Los hermanos Sánchez Pérez-Castejón son gente honesta, que nunca medraría por algo ajeno a los méritos que pudieran tener, sinceros a machamartillo, generosos y comprensivos, y sobre todo, valientes más allá del arrojo más osado.
Si el psicópata de la Moncloa no pisa el
Congreso de los Diputados más que cuando no le dejan otro remedio, no es porque
le haga ascos a los mecanismos de control que la democracia ha establecido; muy
al contrario, es para no aplastar con la elegancia de su oratoria ciceroniana y
su cortesía versallesca a esos seres infectos que no alcanzan a comprender
cuánto se ha sacrificado por España y, sobre todo, por los españoles. Si no da
ruedas de prensa, y si cuando las da lo hace con preguntas tasadas y
preconocidas, no es porque busque sustraerse al examen de la opinión pública,
sino porque no quiere aburrirnos con datos que, aunque sean irrebatiblemente
ciertos, son tediosos y nos apartarían de tareas más reconfortantes. Si no pisa
la calle no es por miedo a los silbidos e improperios del populacho, que ignaro
no llega a entender lo mucho que trabaja por el bienestar de los españoles, las
españolas y hasta les españolos; es para, al modo de la lucecita que iluminaba
una apartada estancia en El Pardo, recluirse en su despacho de La Moncloa
-evitando el colchón que tan trabajosamente se aprestó a sustituir no bien
ocupó la residencia del presidente del Gobierno- a diseñar nuevas medidas que
cambien la faz de España.

* _Instrucciones_:
[1] Convierte en una lista el párrafo del fragmento que comienza «Los hermanos Sánchez Pérez-Castejón son gente honesta», sin perder ninguno de sus datos principales.
[2] Prosigue el fragmento sobre los hermanos Sánchez Pérez-Castejón a partir de su última frase.

* _Líneas_:
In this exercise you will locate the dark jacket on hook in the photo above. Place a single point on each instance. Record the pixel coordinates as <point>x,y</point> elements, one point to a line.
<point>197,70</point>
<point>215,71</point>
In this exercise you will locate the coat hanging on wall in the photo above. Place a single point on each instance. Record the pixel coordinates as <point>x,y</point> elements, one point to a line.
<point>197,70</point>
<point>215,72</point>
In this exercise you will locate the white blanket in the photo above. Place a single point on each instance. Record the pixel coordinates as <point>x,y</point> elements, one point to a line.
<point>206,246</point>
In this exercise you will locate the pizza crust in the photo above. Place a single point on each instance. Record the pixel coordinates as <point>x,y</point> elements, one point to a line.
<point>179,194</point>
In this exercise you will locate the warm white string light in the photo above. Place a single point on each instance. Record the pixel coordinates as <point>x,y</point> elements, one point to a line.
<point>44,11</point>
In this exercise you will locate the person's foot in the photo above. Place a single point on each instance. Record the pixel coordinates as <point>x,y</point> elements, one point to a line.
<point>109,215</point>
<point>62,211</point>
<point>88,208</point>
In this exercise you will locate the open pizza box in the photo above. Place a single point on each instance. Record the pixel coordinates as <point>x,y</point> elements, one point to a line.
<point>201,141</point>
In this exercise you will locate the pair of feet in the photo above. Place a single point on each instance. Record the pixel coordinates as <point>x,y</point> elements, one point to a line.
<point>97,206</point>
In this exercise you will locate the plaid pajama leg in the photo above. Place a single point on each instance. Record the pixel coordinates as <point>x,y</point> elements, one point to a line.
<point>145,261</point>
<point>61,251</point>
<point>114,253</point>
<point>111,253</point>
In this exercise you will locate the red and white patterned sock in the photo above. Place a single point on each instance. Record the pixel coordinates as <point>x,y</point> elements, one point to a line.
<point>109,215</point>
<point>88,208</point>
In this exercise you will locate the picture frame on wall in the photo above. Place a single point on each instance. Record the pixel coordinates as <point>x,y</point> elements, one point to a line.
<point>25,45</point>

* _Respuestas esperadas_:
[1]
- Son gente honesta, que nunca medraría por algo ajeno a sus méritos.
- Son sinceros a machamartillo.
- Son generosos y comprensivos.
- Sobre todo, son valientes más allá del arrojo más osado.

[2]
Y si su hermano, el teledirector de orquesta
que no sabía dónde estaba su despacho ni en qué consistía su trabajo, planea su marcha a Japón, no es porque vea acercarse el banquillo en el que, Dios lo
quiera, habrá de sentarse como acusado, sino porque echa de menos a su familia
y no puede vivir sin ella. La familia, siempre la familia.
Aunque se dedique al negocio más antiguo del mundo.